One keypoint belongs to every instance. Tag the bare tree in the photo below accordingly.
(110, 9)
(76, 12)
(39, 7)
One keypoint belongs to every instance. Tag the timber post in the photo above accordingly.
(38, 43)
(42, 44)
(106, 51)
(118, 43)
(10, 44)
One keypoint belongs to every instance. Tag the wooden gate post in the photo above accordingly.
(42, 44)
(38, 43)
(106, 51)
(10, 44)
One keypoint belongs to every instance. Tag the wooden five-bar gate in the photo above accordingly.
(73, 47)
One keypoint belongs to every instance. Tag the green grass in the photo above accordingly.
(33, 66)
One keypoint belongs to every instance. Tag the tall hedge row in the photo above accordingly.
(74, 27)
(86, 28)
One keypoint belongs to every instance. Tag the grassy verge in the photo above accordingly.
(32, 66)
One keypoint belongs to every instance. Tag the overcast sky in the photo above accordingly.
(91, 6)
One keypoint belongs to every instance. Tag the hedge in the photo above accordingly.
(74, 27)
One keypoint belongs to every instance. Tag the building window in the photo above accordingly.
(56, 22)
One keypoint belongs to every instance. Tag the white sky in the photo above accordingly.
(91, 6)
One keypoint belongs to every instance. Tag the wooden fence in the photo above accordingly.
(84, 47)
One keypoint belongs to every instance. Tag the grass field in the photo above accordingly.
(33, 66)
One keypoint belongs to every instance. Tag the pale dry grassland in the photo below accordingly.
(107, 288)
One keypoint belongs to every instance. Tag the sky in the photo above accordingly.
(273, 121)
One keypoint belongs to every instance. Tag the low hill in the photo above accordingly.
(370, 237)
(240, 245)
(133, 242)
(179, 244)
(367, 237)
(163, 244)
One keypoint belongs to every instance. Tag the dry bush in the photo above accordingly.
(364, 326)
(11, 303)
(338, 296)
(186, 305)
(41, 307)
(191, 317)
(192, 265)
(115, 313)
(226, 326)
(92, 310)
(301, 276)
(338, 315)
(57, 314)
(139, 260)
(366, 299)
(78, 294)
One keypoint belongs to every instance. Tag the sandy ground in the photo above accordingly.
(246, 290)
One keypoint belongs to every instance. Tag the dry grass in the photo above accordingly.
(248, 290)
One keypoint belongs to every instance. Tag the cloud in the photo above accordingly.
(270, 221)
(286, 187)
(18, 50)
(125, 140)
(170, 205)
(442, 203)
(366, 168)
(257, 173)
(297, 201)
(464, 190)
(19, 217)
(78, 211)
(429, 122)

##############################

Problem statement
All of the data needs to be printed once more, exactly.

Exercise solution
One keypoint belongs to every instance. Tag the bare tree in the photo below accordingly.
(110, 9)
(76, 12)
(39, 7)
One keypoint belongs to every instance. Tag the timber post in the photo above accordingly.
(38, 43)
(42, 44)
(106, 51)
(118, 43)
(10, 44)
One keypoint belongs to every instance. Tag the wooden gate post in the photo above accordingly.
(42, 44)
(38, 43)
(106, 51)
(10, 44)
One keypoint belongs to every instance. Tag the wooden five-bar gate in the photo above accordingly.
(73, 47)
One keypoint belongs to every instance. Tag the green grass in the photo above accordingly.
(33, 66)
One keypoint belongs to every instance. Tag the tall hedge row in the photo above accordingly.
(74, 27)
(86, 28)
One keypoint belongs to every instance. Tag the grassy verge in the photo above accordingly.
(32, 66)
One keypoint belongs to every instance. Tag the overcast sky in the photo above accordingly.
(91, 6)
One keypoint belongs to every instance. Tag the hedge in the photo above accordingly.
(74, 27)
One keypoint belongs to every instance. Tag the building window in the photo above accordingly.
(56, 22)
One keypoint belongs to every instance. Tag the white sky in the photo above accordingly.
(91, 6)
One keypoint belongs to every instance. Tag the wooden fence in the photo above accordingly.
(84, 47)
One keypoint belongs to every instance. Tag the grass field in the photo above accordingly.
(33, 66)
One keypoint belongs to every instance. Tag the pale dry grassland in the photo below accordingly.
(107, 288)
One keypoint belongs to every instance. Tag the sky in the photo above accordingly.
(273, 121)
One keypoint belongs to every instance. Tag the low hill in the photo above accordingly.
(370, 237)
(240, 245)
(133, 242)
(179, 244)
(367, 237)
(163, 244)
One keypoint belongs to every instance. Tag the dry bush in the photo above accordingly.
(364, 326)
(11, 303)
(338, 296)
(186, 305)
(41, 307)
(191, 317)
(192, 265)
(115, 313)
(226, 326)
(92, 310)
(301, 276)
(338, 315)
(57, 314)
(139, 260)
(366, 299)
(78, 294)
One keypoint belongs to every instance. Tag the sandy ground in the photo above accordingly.
(246, 290)
One keypoint belongs to every instance. Tag the dry grass in the photo above accordingly.
(248, 290)
One keypoint belongs to every instance. Tag the cloud in the photo above accordingly.
(270, 221)
(286, 187)
(18, 50)
(125, 140)
(170, 205)
(442, 203)
(366, 168)
(257, 173)
(297, 201)
(464, 190)
(19, 217)
(78, 211)
(429, 122)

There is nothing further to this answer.